WRITTEN EXERCISE:
Could you render everything in the data below, from the line containing "[mask] upholstered chair -> every instance" down to the line containing "256 22 L 250", both ends included, as a JSON list of strings with one string per line and blank lines omitted?

┄┄┄┄┄┄┄┄┄┄

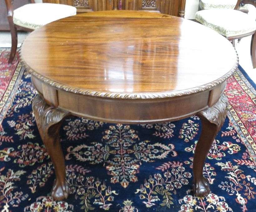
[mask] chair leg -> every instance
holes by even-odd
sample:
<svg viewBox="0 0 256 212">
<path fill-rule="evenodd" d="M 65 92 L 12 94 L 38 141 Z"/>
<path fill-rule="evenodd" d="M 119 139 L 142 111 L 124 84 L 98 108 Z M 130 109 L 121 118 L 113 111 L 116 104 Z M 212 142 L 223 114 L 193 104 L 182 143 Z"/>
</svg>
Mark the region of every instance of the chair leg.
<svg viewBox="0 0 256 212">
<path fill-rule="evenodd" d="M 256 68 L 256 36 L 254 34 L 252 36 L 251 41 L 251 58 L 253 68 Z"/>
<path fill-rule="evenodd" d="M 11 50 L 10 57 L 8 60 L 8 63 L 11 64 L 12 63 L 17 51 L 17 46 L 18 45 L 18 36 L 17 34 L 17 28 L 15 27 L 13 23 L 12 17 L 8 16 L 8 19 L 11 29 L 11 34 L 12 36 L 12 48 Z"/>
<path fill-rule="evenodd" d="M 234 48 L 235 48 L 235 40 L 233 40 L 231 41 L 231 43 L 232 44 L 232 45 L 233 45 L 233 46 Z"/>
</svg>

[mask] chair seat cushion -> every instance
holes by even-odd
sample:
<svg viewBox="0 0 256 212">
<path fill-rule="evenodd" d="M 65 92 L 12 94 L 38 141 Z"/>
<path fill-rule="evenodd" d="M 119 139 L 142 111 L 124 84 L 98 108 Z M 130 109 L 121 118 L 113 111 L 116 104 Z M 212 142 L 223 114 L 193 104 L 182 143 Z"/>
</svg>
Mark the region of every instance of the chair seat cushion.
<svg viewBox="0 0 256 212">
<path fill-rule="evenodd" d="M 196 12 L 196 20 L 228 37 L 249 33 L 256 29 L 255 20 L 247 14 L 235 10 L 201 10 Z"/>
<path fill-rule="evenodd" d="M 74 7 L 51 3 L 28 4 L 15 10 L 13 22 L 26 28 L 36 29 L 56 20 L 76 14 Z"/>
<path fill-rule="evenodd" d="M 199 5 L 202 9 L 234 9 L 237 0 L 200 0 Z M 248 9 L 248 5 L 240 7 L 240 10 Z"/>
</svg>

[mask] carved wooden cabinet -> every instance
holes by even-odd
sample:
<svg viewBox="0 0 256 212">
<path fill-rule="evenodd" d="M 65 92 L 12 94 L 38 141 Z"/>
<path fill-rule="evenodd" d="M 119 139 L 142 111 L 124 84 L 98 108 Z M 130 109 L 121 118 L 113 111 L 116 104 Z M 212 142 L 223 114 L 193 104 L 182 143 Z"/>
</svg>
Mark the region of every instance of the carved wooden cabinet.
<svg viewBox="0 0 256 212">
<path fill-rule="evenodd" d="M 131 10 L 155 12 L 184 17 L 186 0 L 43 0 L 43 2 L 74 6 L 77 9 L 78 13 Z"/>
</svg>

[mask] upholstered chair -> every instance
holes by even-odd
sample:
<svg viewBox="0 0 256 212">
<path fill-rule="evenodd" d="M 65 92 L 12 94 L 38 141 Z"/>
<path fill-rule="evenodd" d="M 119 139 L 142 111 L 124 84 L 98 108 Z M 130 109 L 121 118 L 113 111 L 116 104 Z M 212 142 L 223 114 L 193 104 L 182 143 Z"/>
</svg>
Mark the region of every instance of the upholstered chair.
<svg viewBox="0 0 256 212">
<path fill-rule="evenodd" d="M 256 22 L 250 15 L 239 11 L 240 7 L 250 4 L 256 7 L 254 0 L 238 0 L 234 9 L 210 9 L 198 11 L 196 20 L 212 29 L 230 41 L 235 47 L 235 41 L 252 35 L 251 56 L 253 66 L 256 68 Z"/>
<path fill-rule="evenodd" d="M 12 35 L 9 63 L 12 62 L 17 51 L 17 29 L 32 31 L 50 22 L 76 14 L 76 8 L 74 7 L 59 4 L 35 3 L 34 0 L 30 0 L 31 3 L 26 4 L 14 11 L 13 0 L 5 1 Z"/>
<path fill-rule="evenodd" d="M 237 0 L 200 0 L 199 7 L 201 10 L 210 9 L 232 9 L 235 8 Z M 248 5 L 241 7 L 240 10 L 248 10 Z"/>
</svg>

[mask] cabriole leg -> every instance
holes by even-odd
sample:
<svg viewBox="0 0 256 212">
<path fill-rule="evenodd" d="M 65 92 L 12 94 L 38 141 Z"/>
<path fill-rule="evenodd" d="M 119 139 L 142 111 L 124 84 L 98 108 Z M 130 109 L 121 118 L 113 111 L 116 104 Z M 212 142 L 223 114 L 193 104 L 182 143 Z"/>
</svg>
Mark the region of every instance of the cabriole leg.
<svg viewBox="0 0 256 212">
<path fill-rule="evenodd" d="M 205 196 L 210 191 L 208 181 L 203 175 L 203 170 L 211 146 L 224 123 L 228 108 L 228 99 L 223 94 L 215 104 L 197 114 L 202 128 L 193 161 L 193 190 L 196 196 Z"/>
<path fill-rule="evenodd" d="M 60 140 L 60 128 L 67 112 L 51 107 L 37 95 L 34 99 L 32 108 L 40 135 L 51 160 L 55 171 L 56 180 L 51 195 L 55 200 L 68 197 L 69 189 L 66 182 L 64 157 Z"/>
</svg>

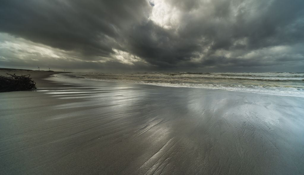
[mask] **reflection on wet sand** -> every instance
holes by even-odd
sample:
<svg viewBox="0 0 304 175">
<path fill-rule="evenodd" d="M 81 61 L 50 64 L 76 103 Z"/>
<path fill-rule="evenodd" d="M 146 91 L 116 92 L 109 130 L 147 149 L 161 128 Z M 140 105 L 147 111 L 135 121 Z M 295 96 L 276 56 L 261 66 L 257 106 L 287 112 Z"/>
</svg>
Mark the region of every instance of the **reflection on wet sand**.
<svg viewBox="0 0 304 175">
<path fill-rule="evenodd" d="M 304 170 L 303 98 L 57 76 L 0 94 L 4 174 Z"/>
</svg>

┄┄┄┄┄┄┄┄┄┄

COMPLETED EXERCISE:
[
  "[mask] upholstered chair -> every instance",
  "holes by even-odd",
  "sample:",
  "<svg viewBox=\"0 0 256 212\">",
  "<path fill-rule=\"evenodd\" d=\"M 65 92 L 12 94 L 38 141 Z\"/>",
  "<path fill-rule=\"evenodd\" d=\"M 119 139 L 142 111 L 124 84 L 98 108 Z M 130 109 L 121 118 L 113 111 L 116 104 Z M 212 142 L 223 114 L 193 104 L 182 143 Z\"/>",
  "</svg>",
  "Mark the region of every instance of the upholstered chair.",
  "<svg viewBox=\"0 0 256 212\">",
  "<path fill-rule=\"evenodd\" d=\"M 256 22 L 250 15 L 239 11 L 240 7 L 250 4 L 256 7 L 254 0 L 238 0 L 234 9 L 210 9 L 198 11 L 196 20 L 212 29 L 230 41 L 235 47 L 235 41 L 252 35 L 251 56 L 253 66 L 256 68 Z\"/>"
]